==== Texte fourni ====
Les points négatifs :



  • Les effets visuels. Si l'on a fait quelques progrès de ce côté, le sang en numérique, ça reste du sang en numérique (heureusement, il n'y a pas que du sang en numérique). Les multiples CGI insérés dans les scènes d'action ou de courses-poursuites m'ont parfois fait sortir du film, notamment dans la séquence où Xavier, Logan et X23 s'enfuient de leur abris à la fin du premier acte. Les camions automatiques également. Le bras mécanique de Donald Pierce est en revanche très bien fait.

  • Les méchants. Aucun n'est vraiment élaboré et aucune dynamique véritable ne s'installe entre les trois principaux. Donald Pierce fonctionne assez bien en homme de main cruel, mais on ignore à peu près tout de lui, on le voit rarement dialoguer avec d'autres personnages passé le premier acte. Le personnage de Zander Rice intervient trop tard dans l'histoire et ses motivations semblent assez superficielles (pourquoi se donner tant de mal pour récupérer vivante ce que tous considèrent comme un accident industriel?). Le clone de Wolverine est dénué de toute personnalité, alors même qu'à la fin du deuxième acte une dynamique semblait s'esquisser entre lui et Zander Rice. On aurait quand même aimé qu'au moins l'un des trois fussent un tout petit peu approfondi.
====
• **Objectif énoncé A**: Recopiez tout le passage de la critique du film, depuis "Les points négatifs" jusqu'à "très bien fait.".
• **Objectif énoncé B**: Rédigez la suite de la critique du film, à partir de sa dernière phrase.
Le matériel qui suit n'a aucun rapport avec la critique du film.
==== Matériel présenté ====
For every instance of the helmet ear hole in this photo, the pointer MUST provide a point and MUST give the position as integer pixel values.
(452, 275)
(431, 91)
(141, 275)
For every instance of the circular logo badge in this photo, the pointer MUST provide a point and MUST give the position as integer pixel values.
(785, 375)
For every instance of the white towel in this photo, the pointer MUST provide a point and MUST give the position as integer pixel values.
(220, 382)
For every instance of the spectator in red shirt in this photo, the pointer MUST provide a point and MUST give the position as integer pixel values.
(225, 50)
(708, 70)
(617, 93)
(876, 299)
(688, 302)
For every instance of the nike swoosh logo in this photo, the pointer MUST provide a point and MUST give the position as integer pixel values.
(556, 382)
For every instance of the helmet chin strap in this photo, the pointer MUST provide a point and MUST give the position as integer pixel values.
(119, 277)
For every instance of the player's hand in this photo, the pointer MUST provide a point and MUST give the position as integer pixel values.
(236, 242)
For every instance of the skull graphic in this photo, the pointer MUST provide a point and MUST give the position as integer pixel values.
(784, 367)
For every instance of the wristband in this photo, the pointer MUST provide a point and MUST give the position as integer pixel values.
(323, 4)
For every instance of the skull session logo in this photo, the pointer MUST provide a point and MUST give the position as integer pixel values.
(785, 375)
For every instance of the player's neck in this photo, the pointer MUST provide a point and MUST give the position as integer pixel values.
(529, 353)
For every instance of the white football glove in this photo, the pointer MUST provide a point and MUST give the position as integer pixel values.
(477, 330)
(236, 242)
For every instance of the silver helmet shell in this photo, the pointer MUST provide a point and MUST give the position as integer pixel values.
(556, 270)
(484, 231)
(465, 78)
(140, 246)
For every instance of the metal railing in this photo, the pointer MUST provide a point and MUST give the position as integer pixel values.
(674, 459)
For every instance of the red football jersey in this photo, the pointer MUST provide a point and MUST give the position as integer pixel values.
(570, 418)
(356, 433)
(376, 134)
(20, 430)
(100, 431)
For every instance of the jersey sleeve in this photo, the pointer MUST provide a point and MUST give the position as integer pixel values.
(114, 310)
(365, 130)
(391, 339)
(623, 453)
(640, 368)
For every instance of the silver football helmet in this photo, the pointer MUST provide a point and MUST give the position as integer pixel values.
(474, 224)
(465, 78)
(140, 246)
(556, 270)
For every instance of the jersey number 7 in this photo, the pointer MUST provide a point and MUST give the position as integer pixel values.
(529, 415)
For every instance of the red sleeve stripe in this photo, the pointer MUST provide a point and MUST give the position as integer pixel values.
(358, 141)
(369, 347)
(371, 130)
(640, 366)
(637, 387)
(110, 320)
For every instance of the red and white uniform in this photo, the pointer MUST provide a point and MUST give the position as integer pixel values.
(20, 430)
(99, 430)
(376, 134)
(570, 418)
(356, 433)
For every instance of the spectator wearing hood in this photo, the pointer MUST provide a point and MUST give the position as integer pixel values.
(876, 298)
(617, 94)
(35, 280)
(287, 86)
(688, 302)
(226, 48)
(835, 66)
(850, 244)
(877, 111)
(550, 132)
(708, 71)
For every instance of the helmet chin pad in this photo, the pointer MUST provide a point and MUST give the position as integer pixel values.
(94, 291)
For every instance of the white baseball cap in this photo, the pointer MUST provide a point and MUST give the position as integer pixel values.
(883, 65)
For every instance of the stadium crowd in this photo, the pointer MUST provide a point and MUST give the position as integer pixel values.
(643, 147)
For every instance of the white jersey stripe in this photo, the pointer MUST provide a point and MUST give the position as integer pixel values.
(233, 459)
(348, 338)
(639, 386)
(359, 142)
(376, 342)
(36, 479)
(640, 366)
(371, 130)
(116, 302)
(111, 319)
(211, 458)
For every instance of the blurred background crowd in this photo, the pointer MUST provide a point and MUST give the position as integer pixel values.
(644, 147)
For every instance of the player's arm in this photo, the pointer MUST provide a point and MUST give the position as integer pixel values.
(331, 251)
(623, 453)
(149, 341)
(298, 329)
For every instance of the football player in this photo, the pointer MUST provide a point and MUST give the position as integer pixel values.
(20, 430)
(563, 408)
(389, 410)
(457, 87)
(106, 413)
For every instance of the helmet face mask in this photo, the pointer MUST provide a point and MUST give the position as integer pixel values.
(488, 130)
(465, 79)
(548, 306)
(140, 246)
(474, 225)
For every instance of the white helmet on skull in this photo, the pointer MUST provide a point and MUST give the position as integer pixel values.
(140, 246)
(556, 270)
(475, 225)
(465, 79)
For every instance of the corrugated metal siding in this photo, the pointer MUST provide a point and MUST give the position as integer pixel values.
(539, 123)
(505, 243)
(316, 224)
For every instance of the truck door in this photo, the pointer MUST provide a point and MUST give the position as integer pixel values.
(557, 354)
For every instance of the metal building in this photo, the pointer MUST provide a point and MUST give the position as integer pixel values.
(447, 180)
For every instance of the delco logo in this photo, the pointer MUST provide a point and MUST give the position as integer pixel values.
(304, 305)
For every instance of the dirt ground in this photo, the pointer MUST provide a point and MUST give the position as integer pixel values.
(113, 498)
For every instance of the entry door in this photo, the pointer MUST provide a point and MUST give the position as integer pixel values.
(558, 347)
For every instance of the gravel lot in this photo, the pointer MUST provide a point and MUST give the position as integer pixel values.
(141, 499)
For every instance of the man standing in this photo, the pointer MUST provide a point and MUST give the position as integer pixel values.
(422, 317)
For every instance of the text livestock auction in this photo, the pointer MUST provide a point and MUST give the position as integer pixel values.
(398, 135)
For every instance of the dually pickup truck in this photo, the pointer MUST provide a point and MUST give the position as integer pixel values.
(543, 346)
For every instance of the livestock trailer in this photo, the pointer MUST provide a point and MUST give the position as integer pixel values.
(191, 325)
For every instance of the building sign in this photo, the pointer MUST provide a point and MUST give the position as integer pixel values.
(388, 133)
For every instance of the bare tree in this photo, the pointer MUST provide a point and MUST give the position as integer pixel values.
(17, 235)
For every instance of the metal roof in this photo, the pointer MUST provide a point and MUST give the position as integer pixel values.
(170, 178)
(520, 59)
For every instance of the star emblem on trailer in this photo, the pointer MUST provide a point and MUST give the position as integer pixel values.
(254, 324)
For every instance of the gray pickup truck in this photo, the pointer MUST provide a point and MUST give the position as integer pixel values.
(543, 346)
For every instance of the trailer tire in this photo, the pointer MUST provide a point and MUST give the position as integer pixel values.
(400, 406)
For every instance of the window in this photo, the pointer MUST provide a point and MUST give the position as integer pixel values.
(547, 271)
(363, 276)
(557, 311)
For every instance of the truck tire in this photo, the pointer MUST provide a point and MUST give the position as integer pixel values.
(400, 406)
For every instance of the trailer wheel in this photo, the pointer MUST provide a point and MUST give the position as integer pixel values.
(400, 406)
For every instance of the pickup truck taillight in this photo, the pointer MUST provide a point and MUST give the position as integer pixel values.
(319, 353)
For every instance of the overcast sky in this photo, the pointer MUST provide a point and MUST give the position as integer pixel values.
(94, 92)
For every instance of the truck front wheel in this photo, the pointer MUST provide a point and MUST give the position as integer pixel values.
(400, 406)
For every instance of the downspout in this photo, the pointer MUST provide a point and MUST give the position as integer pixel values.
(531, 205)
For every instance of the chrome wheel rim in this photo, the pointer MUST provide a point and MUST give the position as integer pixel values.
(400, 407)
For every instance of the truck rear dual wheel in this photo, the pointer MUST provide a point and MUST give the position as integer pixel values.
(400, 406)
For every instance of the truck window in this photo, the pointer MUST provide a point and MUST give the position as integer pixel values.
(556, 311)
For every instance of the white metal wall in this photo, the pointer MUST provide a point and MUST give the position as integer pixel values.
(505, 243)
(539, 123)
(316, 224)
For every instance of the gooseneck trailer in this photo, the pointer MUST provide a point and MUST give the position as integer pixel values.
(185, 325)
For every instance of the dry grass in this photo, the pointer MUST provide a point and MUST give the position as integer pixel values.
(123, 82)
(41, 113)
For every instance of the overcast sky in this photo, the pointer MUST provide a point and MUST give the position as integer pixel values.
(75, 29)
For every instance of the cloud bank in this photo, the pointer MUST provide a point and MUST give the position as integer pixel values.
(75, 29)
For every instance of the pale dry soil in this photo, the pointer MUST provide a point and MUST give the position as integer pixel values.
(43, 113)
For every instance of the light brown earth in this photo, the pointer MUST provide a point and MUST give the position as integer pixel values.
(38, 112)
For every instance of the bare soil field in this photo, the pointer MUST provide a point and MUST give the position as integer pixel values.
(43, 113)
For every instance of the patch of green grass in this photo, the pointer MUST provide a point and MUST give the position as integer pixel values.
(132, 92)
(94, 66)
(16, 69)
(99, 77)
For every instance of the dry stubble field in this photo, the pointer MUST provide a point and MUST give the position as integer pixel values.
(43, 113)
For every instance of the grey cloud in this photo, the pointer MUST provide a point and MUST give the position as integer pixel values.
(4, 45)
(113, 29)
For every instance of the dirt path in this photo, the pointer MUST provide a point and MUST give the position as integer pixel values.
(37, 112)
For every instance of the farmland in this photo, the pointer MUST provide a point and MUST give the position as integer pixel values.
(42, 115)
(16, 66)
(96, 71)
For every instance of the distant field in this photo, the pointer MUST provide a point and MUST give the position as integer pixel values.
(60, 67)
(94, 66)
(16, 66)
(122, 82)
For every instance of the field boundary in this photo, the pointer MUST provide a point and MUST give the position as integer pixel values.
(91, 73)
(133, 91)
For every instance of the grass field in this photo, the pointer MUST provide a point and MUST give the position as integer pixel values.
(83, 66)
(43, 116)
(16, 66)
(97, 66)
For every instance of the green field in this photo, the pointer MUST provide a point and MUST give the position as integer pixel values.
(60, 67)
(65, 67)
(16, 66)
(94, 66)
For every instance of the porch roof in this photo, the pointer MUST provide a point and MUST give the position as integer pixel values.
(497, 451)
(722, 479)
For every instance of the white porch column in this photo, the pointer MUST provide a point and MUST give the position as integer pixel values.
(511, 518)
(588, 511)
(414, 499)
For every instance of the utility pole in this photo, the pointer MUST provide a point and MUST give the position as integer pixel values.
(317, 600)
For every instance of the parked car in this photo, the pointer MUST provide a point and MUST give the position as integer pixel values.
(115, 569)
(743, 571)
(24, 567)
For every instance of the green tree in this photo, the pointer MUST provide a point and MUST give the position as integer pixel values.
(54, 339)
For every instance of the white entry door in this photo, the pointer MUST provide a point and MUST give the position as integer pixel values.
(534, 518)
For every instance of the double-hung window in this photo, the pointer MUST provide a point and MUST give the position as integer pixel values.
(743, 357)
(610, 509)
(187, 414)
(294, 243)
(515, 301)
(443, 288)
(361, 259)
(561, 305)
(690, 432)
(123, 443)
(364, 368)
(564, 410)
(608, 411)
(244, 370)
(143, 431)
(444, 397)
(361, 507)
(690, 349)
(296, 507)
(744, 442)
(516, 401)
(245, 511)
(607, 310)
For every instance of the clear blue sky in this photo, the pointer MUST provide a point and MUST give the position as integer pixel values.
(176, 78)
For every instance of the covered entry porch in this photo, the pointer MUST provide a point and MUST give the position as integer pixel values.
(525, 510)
====
• **Réponse A**:
Les points négatifs :



  • Les effets visuels. Si l'on a fait quelques progrès de ce côté, le sang en numérique, ça reste du sang en numérique (heureusement, il n'y a pas que du sang en numérique). Les multiples CGI insérés dans les scènes d'action ou de courses-poursuites m'ont parfois fait sortir du film, notamment dans la séquence où Xavier, Logan et X23 s'enfuient de leur abris à la fin du premier acte. Les camions automatiques également. Le bras mécanique de Donald Pierce est en revanche très bien fait.

• **Réponse B**:
  • Les répétitions. Difficile de ne pas se répéter dans un road movie, mais on a parfois l'impression de voir plusieurs fois la même scène, celle notamment où une rangée de pick-up noirs, filmée en plan large, surgit à l'horizon pour menacer les protagonistes.

  • La bande-originale. J'avais cru, après avoir vu les premiers trailers, que le réal plongerait dans le répertoire de la folk/country américaine, ce n'est pas le cas. On a le droit à la même composition dépourvue d'originalité dans les scènes d'action, comme c'est de plus en plus le cas dans ce genre de film. Il y avait pourtant matière à faire quelque chose d'intéressant et Johnny Cash méritait davantage que le générique final. En même temps, c'est un film qui use beaucoup des silences, la musique n'incommode donc pas outre mesure.


Au final, un film qui combine road movie optimiste et western décadent, en rupture franche avec tous les codes qui ont marqué le genre "super-héros" depuis les années 2000. Serait-on en train d'assister à une maturation du genre, similaire à ce qui est arrivé au western dans les années cinquante ? En tout cas, il faut une nouvelle fois remercier Deadpool pour avoir convaincu les studios qu'il était possible de réaliser des films de super-héros à destination d'un public plus adulte.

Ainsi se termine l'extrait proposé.